Task to carry out:
Transcribe every line of the records verbatim.

START Entries shown

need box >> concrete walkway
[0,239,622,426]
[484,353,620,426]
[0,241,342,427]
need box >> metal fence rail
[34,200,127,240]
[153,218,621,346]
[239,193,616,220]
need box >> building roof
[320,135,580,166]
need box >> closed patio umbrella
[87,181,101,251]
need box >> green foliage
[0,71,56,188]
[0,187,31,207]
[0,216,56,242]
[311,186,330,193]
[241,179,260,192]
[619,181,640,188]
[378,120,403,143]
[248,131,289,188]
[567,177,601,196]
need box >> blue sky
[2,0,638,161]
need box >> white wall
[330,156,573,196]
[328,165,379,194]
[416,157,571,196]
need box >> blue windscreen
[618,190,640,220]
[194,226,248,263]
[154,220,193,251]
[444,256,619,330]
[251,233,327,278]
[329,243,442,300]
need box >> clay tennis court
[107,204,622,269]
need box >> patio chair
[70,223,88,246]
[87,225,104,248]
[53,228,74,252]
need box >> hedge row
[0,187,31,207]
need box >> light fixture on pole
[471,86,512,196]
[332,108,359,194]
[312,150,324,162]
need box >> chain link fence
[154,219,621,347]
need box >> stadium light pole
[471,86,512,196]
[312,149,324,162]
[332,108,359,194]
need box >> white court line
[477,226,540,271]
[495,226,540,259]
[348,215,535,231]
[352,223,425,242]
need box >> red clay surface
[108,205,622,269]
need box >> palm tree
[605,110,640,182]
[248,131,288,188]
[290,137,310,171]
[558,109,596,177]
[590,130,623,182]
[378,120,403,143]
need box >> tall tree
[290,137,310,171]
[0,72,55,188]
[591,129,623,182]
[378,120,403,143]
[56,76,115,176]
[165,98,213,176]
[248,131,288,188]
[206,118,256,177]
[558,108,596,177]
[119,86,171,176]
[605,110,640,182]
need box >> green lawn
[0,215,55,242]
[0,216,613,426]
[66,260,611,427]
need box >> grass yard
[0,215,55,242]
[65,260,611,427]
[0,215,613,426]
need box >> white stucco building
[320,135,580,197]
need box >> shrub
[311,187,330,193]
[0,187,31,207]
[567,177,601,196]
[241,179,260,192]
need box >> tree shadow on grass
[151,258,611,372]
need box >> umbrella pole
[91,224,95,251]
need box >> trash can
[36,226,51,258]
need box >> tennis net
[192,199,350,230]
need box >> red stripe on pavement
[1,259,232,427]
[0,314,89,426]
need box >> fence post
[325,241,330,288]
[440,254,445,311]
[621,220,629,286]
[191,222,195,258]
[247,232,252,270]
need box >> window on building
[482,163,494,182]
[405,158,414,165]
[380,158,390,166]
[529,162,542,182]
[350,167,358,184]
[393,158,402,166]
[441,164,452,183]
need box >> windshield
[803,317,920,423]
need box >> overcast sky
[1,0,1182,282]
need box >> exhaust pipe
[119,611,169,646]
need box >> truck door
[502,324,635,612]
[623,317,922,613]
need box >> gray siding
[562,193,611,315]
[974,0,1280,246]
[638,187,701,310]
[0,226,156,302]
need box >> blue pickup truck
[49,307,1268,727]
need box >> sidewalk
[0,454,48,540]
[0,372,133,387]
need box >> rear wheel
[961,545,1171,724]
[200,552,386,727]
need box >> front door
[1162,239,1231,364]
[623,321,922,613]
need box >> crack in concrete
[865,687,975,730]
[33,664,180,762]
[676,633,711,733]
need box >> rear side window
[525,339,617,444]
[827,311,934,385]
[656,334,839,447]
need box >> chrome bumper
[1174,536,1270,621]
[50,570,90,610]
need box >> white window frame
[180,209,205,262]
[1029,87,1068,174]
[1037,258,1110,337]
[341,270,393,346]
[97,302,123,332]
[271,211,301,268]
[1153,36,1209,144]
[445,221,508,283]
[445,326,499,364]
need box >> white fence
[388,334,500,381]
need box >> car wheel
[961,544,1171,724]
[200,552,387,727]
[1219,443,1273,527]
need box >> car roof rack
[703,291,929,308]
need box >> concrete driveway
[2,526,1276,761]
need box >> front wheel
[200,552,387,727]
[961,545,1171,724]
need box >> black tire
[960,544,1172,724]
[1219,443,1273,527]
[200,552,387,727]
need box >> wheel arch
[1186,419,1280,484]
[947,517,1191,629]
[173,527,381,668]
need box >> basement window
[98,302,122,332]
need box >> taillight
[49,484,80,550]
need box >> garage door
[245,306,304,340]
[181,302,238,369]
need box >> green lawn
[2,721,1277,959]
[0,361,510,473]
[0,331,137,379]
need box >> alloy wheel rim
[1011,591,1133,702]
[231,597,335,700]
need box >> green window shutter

END Entries shown

Result:
need box >> concrete walkway
[0,239,622,426]
[484,353,620,426]
[0,241,342,427]
need box >> metal fence rail
[34,200,127,240]
[153,218,621,346]
[239,193,616,220]
need box >> building roof
[320,135,580,166]
need box >> closed patio umbrella
[87,181,101,251]
need box >> green foliage
[0,71,56,188]
[0,187,31,207]
[0,216,56,242]
[311,186,330,193]
[241,179,260,192]
[619,181,640,188]
[378,120,403,143]
[248,131,289,188]
[567,177,601,196]
need box >> blue sky
[2,0,638,161]
need box >> white wall
[330,156,573,196]
[328,165,379,194]
[416,157,571,196]
need box >> blue windscreen
[618,190,640,220]
[194,226,248,263]
[154,220,193,251]
[444,256,619,330]
[251,233,327,278]
[329,243,442,300]
need box >> clay tennis court
[107,204,622,269]
need box >> patio chair
[70,223,88,246]
[87,225,104,248]
[53,228,74,252]
need box >> hedge row
[0,187,31,207]
need box >> light fixture on pole
[471,86,512,196]
[332,108,359,194]
[312,150,324,162]
need box >> chain link fence
[154,219,621,347]
need box >> stadium light pole
[471,86,512,196]
[312,149,324,162]
[332,108,359,194]
need box >> white court line
[477,226,540,271]
[495,226,540,259]
[348,215,535,231]
[352,223,425,242]
need box >> red clay surface
[108,205,622,269]
need box >> palm tree
[605,110,640,182]
[248,131,288,188]
[290,137,310,171]
[558,109,596,177]
[590,130,623,182]
[378,120,403,143]
need box >> tall tree
[290,137,310,171]
[0,72,55,188]
[591,129,623,182]
[378,120,403,143]
[56,76,115,176]
[165,98,213,176]
[248,131,288,188]
[206,118,256,177]
[558,108,596,177]
[119,86,171,176]
[605,110,640,182]
need box >> green lawn
[0,215,55,242]
[0,216,613,426]
[66,260,611,427]
need box >> grass yard
[0,215,55,242]
[65,260,611,427]
[0,215,613,426]
need box >> white stucco building
[320,135,580,197]
need box >> shrub
[311,187,330,193]
[0,187,31,207]
[567,177,601,196]
[241,179,260,192]
need box >> tree shadow on grass
[151,258,611,372]
need box >> umbrella pole
[91,224,95,251]
need box >> trash can
[36,226,51,258]
need box >> tennis net
[192,199,350,230]
need box >> red stripe on pavement
[1,259,232,427]
[0,314,89,426]
need box >> fence post
[325,241,330,288]
[440,254,445,311]
[621,220,629,286]
[191,222,195,258]
[247,232,252,270]
need box >> window on building
[482,163,494,182]
[405,158,414,165]
[380,158,390,166]
[529,162,542,182]
[350,167,358,184]
[393,158,402,166]
[441,164,452,183]
need box >> windshield
[803,317,920,423]
need box >> overcast sky
[1,0,1182,282]
need box >> exhaust pipe
[119,611,169,646]
need box >> truck door
[502,324,635,612]
[623,317,922,613]
need box >> gray siding
[562,193,611,315]
[974,0,1280,246]
[638,187,701,310]
[0,226,156,302]
need box >> blue pickup truck
[49,307,1268,727]
need box >> sidewalk
[0,454,48,540]
[0,372,133,387]
need box >> rear wheel
[961,545,1171,724]
[200,552,386,727]
need box >> front door
[1162,239,1231,364]
[623,321,922,613]
need box >> crack in concrete
[865,687,975,730]
[33,664,180,762]
[676,633,711,733]
need box >> rear side window
[525,339,617,444]
[827,311,934,385]
[656,334,839,447]
need box >> chrome bumper
[1174,536,1270,621]
[50,570,90,610]
need box >> white window frame
[180,209,205,262]
[1029,87,1068,174]
[1037,258,1110,337]
[341,270,393,346]
[97,302,123,332]
[271,211,301,268]
[1153,36,1209,144]
[445,221,508,283]
[445,326,499,364]
need box >> white fence
[388,334,500,381]
need box >> car wheel
[961,544,1171,724]
[200,552,387,727]
[1219,443,1273,527]
need box >> car roof rack
[703,291,929,308]
need box >> concrete driveway
[2,526,1276,761]
need box >> front wheel
[200,552,387,727]
[961,545,1171,724]
need box >> black tire
[960,544,1172,724]
[1219,443,1273,527]
[200,552,387,727]
need box >> wheel arch
[1186,419,1280,484]
[947,517,1191,629]
[173,527,381,668]
need box >> basement window
[98,302,122,332]
need box >> taillight
[49,484,80,550]
need box >> garage door
[245,306,304,340]
[181,302,238,369]
need box >> green lawn
[2,721,1277,959]
[0,361,510,473]
[0,331,137,379]
need box >> alloy wheel rim
[1011,591,1133,702]
[231,597,335,700]
need box >> green window shutter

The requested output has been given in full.